**To do**
Copy out the records from the line with "Point out every instance of the hand" through the end, swapping "hand" for "fingertip" and changing nothing else.

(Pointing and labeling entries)
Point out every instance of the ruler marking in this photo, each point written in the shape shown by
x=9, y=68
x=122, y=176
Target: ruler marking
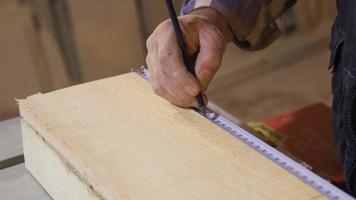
x=302, y=173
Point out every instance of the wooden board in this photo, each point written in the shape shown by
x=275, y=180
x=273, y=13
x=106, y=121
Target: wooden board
x=124, y=142
x=10, y=138
x=16, y=183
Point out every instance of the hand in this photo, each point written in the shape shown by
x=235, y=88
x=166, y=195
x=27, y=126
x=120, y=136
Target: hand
x=205, y=31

**Answer to this problem**
Point out every instance of the fingertip in this photo, each point written in the shape shown by
x=235, y=88
x=166, y=195
x=27, y=126
x=120, y=136
Target: fingertip
x=205, y=31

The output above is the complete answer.